### [How to complete this task]
Print each of the entries exactly, leaving nothing out.

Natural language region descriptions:
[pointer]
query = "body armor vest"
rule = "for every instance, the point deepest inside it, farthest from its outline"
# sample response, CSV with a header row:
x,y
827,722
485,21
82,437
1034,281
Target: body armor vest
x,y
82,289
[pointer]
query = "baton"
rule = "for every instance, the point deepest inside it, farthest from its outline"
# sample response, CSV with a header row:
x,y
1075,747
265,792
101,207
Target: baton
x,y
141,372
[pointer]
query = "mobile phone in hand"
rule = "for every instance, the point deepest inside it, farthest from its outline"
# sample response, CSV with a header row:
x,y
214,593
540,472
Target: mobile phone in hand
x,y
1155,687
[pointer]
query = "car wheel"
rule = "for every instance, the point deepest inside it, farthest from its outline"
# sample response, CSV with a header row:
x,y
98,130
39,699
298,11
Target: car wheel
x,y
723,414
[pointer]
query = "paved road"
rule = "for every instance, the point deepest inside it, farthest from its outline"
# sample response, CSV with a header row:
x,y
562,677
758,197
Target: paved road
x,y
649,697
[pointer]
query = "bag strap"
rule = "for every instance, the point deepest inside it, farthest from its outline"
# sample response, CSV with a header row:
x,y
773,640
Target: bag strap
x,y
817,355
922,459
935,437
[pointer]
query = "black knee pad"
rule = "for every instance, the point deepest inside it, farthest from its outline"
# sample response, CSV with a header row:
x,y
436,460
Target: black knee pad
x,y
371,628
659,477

### [Answer section]
[pointer]
query = "body armor vest"
rule = "for every instance, the point deepest inside it, farthest from its outline"
# sample response, CSV with a header row:
x,y
827,722
485,21
82,437
1034,281
Target: body armor vest
x,y
82,289
[pointer]
query = "baton"
rule = "for every instance, the point deepest inside it, farthest from its outline"
# sample response, CSV with a header row:
x,y
1075,747
265,792
101,207
Target: baton
x,y
141,372
[pointer]
query = "mobile phone in hand"
rule = "for every instance, the point deepest inside it, farthest from its outline"
# sample response, CSV with a header row:
x,y
214,593
540,472
Target: mobile phone in hand
x,y
1155,687
[pointer]
query = "car wheel"
rule = "for every instance, the point deepest inside it, farthest from its outline"
# sample response, CSV with a header row:
x,y
98,130
39,699
298,11
Target: car wheel
x,y
723,414
[pointer]
query = "paved road"
rule = "for every instance, the point deepest inside it, farthest from its outline"
# sample response, CSV with a header row:
x,y
562,677
758,197
Target: paved road
x,y
649,697
[pointer]
query = "bag strap"
rule = "for every instance, the point deepest inside it, farthest from its outline"
# sample response, CSV with a header row:
x,y
773,640
Target: bag strap
x,y
817,355
922,459
935,437
[pointer]
query = "black knee pad"
rule = "for every instance, the point deepest inside it, farthest from its outline"
# sample response, CSV with a header row:
x,y
436,460
Target: black knee pad
x,y
371,628
659,477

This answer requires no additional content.